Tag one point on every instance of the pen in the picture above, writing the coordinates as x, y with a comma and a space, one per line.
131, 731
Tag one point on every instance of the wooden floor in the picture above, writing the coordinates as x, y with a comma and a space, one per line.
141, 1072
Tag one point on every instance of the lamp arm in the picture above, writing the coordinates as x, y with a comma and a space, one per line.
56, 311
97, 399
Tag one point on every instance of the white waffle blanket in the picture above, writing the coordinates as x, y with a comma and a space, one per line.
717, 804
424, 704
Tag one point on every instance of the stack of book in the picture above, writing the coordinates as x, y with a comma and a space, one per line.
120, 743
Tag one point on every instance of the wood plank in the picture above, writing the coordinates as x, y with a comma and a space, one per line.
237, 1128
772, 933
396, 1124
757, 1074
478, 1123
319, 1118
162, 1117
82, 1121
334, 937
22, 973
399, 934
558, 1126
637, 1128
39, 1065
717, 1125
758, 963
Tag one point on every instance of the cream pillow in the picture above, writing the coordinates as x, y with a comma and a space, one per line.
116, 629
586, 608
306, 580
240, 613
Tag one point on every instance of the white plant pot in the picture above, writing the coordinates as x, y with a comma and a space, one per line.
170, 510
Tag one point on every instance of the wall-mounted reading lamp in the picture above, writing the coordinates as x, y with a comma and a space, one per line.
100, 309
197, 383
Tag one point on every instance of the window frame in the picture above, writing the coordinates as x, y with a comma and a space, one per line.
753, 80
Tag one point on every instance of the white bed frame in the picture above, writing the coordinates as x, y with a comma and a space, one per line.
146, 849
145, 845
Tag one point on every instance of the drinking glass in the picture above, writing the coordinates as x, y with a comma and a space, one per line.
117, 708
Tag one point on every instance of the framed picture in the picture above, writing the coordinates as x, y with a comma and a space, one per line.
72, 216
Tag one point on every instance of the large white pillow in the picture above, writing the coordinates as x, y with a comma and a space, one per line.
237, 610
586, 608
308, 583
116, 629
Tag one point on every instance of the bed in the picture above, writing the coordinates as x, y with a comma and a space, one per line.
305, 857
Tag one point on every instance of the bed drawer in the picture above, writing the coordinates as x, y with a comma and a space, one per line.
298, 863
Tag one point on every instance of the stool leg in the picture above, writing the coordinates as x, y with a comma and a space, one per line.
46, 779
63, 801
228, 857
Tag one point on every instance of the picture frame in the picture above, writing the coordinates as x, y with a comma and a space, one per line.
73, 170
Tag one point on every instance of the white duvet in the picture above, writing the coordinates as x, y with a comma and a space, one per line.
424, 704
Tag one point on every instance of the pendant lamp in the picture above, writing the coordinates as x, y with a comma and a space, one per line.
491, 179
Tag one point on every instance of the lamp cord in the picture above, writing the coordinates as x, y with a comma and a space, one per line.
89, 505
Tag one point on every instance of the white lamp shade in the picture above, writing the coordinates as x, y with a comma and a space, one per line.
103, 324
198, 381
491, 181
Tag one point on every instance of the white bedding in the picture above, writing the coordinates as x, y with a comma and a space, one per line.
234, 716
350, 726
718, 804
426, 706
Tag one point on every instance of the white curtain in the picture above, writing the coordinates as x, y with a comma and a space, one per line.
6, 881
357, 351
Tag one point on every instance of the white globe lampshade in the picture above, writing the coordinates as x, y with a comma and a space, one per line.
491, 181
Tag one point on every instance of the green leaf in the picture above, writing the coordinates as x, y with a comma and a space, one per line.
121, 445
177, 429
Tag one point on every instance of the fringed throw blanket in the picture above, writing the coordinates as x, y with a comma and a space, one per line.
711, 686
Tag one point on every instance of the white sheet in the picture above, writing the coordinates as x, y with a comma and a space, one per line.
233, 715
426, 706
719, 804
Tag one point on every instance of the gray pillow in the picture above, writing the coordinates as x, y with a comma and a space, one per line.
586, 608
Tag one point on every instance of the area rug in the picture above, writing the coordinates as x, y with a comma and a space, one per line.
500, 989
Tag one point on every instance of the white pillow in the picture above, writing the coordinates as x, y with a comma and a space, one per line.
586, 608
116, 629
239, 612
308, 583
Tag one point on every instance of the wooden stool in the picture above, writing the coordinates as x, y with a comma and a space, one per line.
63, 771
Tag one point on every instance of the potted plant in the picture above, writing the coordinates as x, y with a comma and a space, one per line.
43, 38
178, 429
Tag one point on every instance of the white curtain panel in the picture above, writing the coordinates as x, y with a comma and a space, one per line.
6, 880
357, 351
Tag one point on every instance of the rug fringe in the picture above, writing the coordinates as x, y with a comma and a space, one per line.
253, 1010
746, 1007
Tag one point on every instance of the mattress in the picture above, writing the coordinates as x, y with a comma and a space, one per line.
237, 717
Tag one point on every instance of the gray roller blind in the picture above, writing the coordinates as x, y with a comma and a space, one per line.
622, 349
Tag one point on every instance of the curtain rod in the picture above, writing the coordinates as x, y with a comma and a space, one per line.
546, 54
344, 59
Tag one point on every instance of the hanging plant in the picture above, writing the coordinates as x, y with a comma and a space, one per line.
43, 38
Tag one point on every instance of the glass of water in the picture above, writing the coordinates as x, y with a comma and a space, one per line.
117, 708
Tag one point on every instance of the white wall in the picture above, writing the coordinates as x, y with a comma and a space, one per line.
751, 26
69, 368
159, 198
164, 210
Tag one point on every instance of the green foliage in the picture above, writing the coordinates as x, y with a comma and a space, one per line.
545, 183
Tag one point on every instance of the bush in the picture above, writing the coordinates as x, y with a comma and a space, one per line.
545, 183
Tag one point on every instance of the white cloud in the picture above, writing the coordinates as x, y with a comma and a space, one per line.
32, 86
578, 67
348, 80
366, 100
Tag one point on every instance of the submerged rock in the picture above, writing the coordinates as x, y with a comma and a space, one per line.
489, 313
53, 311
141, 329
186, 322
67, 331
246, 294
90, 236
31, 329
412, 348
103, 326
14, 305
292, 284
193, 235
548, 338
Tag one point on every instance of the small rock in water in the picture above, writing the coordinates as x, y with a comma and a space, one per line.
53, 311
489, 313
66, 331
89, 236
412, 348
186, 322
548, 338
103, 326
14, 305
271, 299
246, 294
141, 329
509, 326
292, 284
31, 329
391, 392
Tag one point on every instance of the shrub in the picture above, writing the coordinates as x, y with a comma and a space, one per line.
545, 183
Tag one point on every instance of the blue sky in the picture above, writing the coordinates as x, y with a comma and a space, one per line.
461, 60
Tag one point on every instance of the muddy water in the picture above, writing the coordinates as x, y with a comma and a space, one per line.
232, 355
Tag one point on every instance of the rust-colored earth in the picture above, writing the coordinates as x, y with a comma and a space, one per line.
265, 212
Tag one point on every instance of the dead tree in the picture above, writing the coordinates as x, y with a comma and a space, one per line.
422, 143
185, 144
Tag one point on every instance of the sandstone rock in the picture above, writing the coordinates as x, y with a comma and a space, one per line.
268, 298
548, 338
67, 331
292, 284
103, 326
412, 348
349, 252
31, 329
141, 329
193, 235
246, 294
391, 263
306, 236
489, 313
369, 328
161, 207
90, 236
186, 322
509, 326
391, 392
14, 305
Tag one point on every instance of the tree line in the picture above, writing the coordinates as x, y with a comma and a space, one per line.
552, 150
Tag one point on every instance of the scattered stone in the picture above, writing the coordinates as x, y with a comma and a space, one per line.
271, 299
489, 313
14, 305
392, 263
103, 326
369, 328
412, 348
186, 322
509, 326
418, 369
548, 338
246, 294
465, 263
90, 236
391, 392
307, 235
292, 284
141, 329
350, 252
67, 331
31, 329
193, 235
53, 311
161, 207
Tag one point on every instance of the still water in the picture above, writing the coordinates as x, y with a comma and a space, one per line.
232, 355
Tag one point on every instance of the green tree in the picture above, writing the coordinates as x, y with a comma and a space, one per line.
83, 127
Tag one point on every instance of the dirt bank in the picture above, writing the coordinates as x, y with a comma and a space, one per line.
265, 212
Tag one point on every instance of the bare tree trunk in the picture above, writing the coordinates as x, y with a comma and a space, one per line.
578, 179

* Goal of the exercise:
Output exactly the lines above, from the one holding "Tag one point on every instance of the tree" through the end of the data, including the first and last.

* Full answer:
Tag one point on every instance of the tree line in the picture above, writing the coordinates as x, y with a comma and a space, one per line.
552, 150
Tag one point on every instance of the scattered stone in the picture above, writing the coordinates as x, y with a comma and a space, one per line.
271, 299
489, 313
14, 305
392, 263
103, 326
369, 328
412, 348
186, 322
509, 326
418, 369
548, 338
246, 294
465, 263
90, 236
391, 392
307, 235
292, 284
141, 329
350, 252
67, 331
31, 329
193, 235
53, 311
161, 207
Tag one point on every instance of the still water in the picture above, writing the coordinates as x, y with a comma and a space, one per line.
232, 355
Tag one point on every instance of the green tree in the picture above, writing the coordinates as x, y with a comma and a space, one per line.
83, 127
Tag one point on every instance of the dirt bank in the picture above, writing the coordinates as x, y with a comma and a space, one per line.
265, 212
Tag one point on every instance of the bare tree trunk in the picture above, writing the coordinates as x, y with a comma and a space, one per line.
578, 179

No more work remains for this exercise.